_EXERCISE SET_.
**1)** In the Paul Brigham entry, write out everything from "Personal details" down to "and soldier (1746–1824)" word for word.
**2)** According to the Paul Brigham entry, who succeeded him as Governor of Vermont?

_SELECTED PASSAGE_.
2nd Governor of Vermont
- In office August 25, 1797 – October 16, 1797
- Lieutenant: Himself
- Preceded by: Thomas Chittenden
- Succeeded by: Isaac Tichenor

3rd and 5th Lieutenant Governor of Vermont
- In office October 14, 1815 – October 23, 1820
- Governor: Jonas Galusha
- Preceded by: William Chamberlain
- Succeeded by: William Cahoon
- In office October 13, 1796 – October 23, 1813
- Governor: Thomas Chittenden (1796–1797) Himself (1797) Isaac Tichenor (1797–1807) Israel Smith (1807–1808) Isaac Tichenor (1808–1809) Jonas Galusha (1809–1813)
- Preceded by: Jonathan Hunt
- Succeeded by: William Chamberlain

Personal details
- Born: January 1746 Coventry, Colony of Connecticut, British America
- Died: June 15, 1824 (aged 78) Norwich, Vermont, U.S.
- Party: Democratic-Republican
- Spouse: Lydia Sawyer
- Profession: Soldier / Judge / Politician

= Paul Brigham =

American politician and soldier (1746–1824)

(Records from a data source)
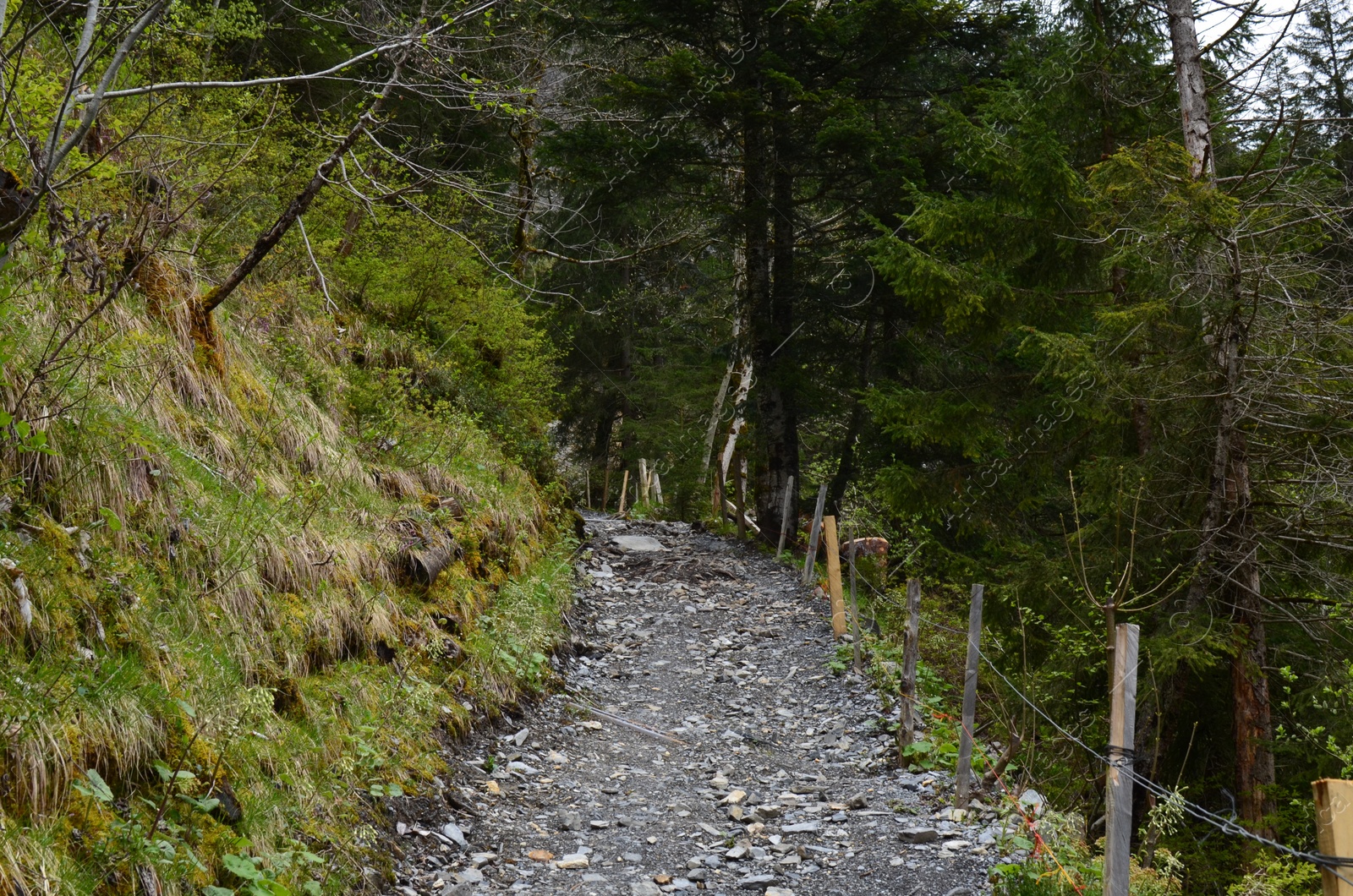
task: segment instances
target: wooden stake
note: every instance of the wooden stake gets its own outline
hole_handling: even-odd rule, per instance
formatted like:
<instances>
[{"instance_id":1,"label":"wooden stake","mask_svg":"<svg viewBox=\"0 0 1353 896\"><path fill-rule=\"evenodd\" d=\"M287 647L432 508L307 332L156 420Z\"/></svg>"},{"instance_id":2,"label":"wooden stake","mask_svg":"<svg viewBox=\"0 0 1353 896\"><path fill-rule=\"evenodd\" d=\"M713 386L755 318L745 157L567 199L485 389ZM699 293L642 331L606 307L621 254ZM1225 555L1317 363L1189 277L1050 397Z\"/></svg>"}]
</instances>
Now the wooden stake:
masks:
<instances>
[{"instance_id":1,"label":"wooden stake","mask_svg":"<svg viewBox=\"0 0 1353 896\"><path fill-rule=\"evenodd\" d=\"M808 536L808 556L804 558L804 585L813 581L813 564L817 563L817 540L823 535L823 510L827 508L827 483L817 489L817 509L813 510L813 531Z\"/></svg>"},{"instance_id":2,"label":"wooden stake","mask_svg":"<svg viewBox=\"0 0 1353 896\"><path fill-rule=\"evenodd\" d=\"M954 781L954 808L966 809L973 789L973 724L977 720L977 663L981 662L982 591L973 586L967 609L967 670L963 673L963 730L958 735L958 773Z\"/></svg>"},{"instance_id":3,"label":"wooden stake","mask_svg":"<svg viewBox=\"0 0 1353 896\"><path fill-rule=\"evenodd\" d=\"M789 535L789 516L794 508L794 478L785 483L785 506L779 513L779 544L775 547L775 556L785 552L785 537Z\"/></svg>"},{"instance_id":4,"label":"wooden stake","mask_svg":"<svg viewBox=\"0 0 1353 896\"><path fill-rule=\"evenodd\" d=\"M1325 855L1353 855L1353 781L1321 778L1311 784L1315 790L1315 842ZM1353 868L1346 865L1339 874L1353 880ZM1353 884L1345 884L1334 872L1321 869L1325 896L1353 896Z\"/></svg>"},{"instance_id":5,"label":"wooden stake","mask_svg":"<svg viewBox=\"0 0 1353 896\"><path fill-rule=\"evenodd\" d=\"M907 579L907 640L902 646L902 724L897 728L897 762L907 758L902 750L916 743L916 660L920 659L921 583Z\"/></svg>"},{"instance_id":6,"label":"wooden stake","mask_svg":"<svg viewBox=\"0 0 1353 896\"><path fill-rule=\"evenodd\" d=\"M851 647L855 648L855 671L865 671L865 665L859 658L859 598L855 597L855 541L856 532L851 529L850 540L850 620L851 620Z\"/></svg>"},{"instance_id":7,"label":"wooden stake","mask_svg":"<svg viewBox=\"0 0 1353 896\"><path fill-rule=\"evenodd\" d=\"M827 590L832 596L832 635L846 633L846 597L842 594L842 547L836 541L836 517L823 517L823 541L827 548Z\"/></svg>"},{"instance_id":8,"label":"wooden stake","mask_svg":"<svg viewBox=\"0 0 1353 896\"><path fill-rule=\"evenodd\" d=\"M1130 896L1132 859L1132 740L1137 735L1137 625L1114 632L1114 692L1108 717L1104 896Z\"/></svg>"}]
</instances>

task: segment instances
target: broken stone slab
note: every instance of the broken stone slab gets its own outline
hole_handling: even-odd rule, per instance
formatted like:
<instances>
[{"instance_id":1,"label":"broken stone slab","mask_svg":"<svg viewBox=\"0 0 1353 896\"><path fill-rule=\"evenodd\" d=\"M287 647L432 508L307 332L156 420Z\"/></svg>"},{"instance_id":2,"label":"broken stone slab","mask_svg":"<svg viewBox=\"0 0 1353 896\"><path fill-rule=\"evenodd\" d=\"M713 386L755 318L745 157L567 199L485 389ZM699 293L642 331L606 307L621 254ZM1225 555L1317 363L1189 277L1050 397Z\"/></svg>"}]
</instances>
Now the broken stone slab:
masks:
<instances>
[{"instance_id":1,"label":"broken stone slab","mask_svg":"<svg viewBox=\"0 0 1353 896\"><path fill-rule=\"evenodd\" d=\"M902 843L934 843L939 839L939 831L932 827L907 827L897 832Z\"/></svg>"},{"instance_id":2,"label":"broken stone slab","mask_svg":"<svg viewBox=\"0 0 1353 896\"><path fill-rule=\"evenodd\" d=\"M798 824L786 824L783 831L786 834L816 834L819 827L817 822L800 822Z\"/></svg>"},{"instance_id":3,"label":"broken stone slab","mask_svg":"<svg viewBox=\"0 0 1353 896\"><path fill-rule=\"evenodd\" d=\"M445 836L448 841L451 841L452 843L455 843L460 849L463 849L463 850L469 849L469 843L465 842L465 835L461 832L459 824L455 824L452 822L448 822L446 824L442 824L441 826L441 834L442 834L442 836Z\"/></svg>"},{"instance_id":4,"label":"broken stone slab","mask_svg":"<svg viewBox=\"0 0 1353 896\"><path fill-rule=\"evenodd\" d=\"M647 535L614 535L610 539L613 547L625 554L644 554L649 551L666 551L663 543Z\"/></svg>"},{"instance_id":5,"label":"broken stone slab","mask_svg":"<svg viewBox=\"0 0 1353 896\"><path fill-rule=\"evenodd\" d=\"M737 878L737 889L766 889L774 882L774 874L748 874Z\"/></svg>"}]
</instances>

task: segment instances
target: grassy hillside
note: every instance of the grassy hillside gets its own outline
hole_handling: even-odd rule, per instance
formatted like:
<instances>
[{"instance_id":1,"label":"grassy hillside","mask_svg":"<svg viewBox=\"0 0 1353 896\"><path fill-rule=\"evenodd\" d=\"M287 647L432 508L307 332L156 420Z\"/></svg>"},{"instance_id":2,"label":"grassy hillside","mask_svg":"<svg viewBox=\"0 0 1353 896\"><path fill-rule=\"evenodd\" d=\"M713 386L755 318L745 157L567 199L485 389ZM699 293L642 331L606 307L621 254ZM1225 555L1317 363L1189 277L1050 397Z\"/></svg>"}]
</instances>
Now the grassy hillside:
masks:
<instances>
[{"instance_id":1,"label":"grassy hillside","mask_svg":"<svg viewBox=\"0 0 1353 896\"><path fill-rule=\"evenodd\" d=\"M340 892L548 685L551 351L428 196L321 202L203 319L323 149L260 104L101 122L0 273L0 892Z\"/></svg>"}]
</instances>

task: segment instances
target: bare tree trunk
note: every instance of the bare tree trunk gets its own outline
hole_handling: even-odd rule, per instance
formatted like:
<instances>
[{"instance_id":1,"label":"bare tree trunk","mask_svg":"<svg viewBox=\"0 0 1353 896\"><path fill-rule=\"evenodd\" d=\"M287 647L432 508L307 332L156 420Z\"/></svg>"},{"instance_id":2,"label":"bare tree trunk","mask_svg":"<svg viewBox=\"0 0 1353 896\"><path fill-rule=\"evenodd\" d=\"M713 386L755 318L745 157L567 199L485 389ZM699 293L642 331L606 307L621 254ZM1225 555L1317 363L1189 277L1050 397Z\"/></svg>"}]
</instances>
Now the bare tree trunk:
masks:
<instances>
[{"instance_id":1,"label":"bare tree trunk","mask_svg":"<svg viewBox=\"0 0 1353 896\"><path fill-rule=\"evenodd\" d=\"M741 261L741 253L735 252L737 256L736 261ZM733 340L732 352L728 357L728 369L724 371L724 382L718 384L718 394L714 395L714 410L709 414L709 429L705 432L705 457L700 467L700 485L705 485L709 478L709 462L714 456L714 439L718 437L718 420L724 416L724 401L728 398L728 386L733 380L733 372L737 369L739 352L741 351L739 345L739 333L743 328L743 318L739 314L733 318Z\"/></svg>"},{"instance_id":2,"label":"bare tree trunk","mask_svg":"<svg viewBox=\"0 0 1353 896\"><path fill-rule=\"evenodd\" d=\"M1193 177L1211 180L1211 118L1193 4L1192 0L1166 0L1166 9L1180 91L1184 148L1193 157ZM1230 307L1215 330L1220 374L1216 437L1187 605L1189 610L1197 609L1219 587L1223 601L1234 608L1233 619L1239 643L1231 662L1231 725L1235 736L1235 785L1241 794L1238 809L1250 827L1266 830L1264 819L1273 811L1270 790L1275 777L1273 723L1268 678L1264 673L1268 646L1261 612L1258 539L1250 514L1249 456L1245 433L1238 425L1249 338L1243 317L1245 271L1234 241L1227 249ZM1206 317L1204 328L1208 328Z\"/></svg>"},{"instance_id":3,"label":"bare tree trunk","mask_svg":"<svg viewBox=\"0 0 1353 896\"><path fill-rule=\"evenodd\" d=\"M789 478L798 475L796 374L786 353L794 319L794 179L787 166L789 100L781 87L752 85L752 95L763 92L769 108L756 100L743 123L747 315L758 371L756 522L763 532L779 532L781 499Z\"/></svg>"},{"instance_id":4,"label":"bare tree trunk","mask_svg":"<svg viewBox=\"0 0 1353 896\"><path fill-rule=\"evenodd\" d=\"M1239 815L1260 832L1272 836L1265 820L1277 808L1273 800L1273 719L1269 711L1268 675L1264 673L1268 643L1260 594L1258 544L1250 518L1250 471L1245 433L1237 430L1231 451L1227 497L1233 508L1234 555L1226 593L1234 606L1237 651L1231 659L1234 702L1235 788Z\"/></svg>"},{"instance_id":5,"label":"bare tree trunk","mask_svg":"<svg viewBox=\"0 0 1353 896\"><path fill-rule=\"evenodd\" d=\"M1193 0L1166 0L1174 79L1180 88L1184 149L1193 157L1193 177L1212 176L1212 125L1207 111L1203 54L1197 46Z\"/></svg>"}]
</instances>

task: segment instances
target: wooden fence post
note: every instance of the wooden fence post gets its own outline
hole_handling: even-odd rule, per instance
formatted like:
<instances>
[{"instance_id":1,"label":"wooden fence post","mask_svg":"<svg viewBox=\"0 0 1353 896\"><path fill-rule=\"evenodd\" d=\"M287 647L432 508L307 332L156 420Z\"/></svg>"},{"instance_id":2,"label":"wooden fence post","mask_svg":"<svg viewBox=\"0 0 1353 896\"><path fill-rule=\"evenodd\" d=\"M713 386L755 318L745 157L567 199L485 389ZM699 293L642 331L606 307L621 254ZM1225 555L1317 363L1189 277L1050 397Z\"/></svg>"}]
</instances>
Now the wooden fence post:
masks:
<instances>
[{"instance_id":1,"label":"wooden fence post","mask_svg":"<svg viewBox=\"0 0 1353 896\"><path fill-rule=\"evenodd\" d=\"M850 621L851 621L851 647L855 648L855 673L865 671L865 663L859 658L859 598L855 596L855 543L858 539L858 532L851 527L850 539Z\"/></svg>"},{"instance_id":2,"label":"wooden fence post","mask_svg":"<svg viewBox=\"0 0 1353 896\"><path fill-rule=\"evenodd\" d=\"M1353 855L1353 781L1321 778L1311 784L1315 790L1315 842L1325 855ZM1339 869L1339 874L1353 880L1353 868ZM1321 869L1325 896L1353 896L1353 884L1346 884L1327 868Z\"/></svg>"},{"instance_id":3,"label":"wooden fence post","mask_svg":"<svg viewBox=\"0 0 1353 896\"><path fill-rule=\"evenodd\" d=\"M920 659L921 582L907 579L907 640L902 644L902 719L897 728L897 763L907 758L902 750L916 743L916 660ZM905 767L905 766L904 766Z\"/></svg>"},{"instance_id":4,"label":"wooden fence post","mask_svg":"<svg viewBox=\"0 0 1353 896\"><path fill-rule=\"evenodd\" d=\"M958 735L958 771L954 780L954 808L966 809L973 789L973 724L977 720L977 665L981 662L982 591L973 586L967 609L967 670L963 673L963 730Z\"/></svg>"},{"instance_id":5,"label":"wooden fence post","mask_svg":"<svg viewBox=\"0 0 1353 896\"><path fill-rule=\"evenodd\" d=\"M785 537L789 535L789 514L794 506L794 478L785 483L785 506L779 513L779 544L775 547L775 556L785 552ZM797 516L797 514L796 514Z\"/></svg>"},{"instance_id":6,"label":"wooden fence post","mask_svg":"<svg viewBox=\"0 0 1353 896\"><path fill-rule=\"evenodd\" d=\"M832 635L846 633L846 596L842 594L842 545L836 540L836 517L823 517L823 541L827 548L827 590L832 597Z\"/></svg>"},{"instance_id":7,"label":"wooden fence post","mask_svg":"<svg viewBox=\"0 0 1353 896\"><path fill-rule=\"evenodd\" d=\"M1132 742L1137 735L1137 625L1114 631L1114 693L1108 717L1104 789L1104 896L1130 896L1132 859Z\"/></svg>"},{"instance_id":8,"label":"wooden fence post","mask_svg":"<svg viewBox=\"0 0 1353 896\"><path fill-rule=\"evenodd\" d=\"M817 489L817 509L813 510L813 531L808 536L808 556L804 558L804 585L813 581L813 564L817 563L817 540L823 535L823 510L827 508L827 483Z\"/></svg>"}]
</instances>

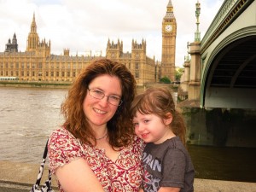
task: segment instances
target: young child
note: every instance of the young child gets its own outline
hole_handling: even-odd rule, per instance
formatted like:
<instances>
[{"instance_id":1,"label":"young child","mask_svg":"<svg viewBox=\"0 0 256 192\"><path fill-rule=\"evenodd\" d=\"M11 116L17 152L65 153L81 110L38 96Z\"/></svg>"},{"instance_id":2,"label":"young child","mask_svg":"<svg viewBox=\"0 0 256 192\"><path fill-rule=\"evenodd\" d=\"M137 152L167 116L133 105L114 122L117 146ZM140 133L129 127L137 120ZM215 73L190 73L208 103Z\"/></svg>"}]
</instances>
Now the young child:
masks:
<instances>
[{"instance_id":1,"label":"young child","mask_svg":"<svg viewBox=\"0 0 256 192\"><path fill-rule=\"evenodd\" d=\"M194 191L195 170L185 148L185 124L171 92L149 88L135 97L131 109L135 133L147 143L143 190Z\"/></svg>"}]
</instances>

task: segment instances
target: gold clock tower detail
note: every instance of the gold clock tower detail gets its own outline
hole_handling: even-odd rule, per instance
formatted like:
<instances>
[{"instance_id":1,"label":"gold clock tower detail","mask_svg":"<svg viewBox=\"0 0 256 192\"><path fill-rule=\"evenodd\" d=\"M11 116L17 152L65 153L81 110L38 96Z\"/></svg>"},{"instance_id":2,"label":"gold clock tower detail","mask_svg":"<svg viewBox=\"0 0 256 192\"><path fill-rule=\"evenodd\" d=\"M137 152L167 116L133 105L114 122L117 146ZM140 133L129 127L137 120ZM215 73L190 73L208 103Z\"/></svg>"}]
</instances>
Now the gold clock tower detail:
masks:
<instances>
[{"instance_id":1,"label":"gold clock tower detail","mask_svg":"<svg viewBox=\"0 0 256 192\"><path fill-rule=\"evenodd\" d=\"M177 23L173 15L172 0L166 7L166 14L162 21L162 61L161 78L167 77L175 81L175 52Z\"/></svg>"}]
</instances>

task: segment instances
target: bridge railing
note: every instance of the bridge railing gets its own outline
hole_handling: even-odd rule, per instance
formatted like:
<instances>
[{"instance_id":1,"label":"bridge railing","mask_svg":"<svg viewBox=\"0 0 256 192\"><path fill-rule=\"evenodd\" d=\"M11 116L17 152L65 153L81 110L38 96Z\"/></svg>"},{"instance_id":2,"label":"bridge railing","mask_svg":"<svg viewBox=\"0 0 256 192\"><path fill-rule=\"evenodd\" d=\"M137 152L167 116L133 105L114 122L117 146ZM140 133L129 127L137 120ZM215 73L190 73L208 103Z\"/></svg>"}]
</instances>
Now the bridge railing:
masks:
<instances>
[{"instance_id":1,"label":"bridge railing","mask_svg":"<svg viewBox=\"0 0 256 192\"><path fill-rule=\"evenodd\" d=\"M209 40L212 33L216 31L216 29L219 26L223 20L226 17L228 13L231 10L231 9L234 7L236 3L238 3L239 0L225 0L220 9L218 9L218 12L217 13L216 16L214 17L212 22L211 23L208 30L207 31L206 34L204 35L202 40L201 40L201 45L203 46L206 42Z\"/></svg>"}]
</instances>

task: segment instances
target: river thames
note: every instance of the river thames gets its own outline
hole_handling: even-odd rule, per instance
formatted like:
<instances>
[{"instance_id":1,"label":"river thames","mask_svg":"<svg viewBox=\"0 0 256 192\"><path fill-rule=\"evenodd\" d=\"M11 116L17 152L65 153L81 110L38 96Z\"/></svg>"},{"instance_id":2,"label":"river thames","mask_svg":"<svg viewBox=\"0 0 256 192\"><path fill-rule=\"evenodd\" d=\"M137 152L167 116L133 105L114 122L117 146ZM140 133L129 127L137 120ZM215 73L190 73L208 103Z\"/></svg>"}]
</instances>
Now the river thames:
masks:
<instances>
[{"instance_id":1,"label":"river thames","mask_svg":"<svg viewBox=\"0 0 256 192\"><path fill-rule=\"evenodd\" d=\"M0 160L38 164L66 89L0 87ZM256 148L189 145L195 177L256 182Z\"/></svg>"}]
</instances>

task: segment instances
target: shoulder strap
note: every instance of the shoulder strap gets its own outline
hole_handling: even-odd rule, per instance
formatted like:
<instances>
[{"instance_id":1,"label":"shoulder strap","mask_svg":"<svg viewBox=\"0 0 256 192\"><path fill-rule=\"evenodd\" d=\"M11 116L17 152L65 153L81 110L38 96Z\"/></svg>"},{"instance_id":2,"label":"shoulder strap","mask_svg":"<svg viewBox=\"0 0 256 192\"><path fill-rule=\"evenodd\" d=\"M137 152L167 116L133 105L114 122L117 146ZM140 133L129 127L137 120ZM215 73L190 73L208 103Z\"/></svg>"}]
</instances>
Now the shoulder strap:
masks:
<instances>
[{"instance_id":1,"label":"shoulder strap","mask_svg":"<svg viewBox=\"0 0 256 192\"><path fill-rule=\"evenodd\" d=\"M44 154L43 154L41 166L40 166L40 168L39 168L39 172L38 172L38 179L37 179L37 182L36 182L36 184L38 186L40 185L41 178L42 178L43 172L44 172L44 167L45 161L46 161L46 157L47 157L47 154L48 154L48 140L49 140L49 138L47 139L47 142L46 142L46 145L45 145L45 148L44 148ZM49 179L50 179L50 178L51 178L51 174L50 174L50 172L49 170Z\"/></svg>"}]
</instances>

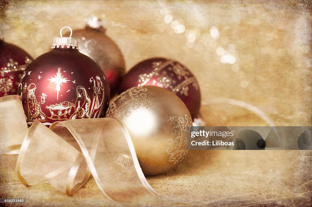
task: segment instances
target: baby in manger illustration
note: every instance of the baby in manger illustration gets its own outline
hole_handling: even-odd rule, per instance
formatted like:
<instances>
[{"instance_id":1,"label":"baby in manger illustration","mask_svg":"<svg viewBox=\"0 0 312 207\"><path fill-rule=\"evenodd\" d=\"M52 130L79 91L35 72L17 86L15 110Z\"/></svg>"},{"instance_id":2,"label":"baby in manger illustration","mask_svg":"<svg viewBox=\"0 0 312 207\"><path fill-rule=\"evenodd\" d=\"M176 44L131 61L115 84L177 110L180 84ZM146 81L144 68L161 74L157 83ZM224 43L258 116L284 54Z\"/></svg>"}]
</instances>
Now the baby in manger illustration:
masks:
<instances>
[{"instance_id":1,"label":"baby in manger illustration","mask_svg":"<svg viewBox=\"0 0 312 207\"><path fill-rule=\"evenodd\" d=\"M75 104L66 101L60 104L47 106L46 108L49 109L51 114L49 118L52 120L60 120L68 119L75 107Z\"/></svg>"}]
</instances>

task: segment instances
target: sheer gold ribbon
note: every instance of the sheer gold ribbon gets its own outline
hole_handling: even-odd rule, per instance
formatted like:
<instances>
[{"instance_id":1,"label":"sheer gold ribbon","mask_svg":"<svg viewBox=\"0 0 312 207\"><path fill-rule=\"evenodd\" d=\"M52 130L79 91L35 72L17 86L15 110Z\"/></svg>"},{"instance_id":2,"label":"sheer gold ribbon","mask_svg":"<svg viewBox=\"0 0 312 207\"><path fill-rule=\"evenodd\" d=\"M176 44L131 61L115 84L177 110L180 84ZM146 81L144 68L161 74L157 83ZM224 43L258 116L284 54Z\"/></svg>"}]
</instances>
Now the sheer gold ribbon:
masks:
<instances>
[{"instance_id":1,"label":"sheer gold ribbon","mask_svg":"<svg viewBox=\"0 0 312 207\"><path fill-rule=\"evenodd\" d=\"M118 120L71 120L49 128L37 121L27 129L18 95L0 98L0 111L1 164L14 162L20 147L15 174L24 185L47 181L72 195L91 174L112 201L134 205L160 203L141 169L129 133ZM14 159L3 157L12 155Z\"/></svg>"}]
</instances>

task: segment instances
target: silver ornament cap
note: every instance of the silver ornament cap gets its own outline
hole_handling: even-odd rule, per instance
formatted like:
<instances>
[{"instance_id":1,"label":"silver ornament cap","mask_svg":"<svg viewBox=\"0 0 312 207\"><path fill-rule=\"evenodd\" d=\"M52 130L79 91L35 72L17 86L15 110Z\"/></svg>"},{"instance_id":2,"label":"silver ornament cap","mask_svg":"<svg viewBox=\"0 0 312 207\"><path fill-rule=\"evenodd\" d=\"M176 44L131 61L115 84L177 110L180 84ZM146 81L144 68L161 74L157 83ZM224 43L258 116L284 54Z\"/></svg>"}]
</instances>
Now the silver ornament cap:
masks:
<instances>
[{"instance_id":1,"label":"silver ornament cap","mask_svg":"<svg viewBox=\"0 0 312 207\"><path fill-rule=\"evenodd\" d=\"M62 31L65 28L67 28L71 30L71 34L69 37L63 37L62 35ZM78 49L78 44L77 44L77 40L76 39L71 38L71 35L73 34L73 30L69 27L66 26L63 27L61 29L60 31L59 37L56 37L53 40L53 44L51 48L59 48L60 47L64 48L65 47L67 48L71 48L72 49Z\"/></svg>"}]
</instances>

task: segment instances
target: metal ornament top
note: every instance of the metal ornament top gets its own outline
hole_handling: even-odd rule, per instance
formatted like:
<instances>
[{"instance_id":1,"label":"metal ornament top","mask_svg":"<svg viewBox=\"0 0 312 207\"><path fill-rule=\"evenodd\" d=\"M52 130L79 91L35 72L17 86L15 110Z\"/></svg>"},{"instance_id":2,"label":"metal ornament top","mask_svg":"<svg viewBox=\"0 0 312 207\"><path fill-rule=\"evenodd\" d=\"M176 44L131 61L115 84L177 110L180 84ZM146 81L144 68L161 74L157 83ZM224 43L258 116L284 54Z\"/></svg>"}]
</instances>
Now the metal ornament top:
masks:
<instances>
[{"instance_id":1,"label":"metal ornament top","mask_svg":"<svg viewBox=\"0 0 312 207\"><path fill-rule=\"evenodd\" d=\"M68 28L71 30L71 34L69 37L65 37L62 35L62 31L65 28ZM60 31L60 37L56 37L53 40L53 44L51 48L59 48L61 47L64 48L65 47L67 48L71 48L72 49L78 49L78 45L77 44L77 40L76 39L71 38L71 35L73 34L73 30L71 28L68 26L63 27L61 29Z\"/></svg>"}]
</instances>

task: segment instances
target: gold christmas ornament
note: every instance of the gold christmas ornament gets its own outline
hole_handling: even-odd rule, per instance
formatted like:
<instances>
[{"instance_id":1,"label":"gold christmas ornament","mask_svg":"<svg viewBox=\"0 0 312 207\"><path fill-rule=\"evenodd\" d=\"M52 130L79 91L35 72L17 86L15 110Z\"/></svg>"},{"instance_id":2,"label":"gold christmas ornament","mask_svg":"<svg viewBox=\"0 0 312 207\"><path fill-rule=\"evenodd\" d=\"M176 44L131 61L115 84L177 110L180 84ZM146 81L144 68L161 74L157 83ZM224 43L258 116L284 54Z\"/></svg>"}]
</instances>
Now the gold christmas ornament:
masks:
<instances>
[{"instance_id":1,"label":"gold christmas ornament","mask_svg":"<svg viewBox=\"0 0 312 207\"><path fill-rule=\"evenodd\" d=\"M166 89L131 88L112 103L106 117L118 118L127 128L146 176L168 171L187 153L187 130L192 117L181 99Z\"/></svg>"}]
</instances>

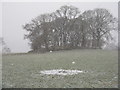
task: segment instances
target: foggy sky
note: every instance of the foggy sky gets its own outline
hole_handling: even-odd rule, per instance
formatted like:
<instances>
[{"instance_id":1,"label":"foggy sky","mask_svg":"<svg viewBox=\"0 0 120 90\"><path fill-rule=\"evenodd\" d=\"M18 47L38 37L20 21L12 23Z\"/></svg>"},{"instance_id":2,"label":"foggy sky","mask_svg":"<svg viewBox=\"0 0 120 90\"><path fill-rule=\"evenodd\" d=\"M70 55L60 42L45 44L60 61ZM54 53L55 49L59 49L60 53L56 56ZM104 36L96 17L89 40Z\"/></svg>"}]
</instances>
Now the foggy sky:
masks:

_OUTPUTS BY TASK_.
**1)**
Personal details
- Born: January 1746 Coventry, Colony of Connecticut, British America
- Died: June 15, 1824 (aged 78) Norwich, Vermont, U.S.
- Party: Democratic-Republican
- Spouse: Lydia Sawyer
- Profession: Soldier / Judge / Politician

= Paul Brigham =

American politician and soldier (1746–1824)

**2)** Isaac Tichenor